- **Exercise instructions**
Reproduce the material below with each "Target" swapped for "Object" and every other part left unchanged. Leave the pictures out of your answer.
* * *
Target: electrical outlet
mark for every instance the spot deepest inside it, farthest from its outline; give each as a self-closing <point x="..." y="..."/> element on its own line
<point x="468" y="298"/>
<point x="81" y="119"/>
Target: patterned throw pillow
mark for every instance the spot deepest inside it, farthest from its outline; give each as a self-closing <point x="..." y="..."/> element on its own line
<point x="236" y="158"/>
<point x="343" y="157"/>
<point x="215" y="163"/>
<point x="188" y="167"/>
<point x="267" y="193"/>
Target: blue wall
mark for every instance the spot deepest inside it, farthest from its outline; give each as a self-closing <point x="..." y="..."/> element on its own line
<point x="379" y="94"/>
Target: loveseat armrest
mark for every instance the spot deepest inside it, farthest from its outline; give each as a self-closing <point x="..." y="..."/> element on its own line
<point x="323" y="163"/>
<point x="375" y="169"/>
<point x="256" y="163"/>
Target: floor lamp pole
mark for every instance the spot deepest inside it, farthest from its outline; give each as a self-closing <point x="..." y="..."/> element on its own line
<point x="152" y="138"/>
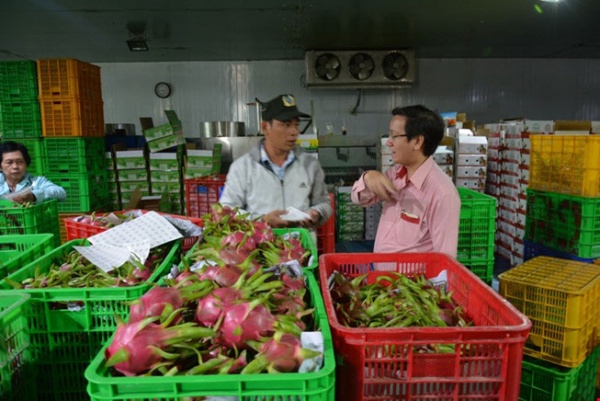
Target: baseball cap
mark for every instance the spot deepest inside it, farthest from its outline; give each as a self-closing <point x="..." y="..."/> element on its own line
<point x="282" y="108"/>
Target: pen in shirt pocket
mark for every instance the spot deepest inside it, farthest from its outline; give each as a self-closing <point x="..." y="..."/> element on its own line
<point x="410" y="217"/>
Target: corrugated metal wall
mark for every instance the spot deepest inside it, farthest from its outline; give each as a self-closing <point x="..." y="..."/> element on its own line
* * *
- **Output for this exercise**
Object: electrical outlet
mark for every instance the spot deepest inside it, farthest from its outline; give each as a self-closing <point x="..." y="..."/> element on its own line
<point x="468" y="298"/>
<point x="81" y="119"/>
Object: patterned throw pillow
mark for every instance the spot deepest inside it, farthest from its outline; give each as a self-closing <point x="..." y="..."/> element on its own line
<point x="236" y="158"/>
<point x="343" y="157"/>
<point x="215" y="163"/>
<point x="188" y="167"/>
<point x="267" y="193"/>
Object: blue wall
mark for every instance the spot deepest inside it, farthest from its outline; give each as a self-closing <point x="..." y="..."/> element on its own line
<point x="379" y="94"/>
Object: loveseat armrest
mark for every instance the spot deepest inside it, farthest from its outline; give each as a self-closing <point x="..." y="..."/> element on its own line
<point x="323" y="163"/>
<point x="375" y="169"/>
<point x="256" y="163"/>
Object: floor lamp pole
mark for every instance the spot deepest inside it, farthest from its outline; give each as a self-closing <point x="..." y="..."/> element on its own line
<point x="152" y="138"/>
Object: baseball cap
mark for every instance the spot deepest inside it, farthest from its outline; give each as a self-closing <point x="..." y="..."/> element on its own line
<point x="282" y="108"/>
Object: pen in shirt pocket
mark for every instance the spot deepest inside it, farthest from its outline; give each as a self-closing <point x="..." y="..."/> element on its own line
<point x="410" y="217"/>
Object: corrugated metal wall
mark for every instance the spot deepest inside it, farthest from its outline; give each as a self-closing <point x="..." y="..."/> element on its own line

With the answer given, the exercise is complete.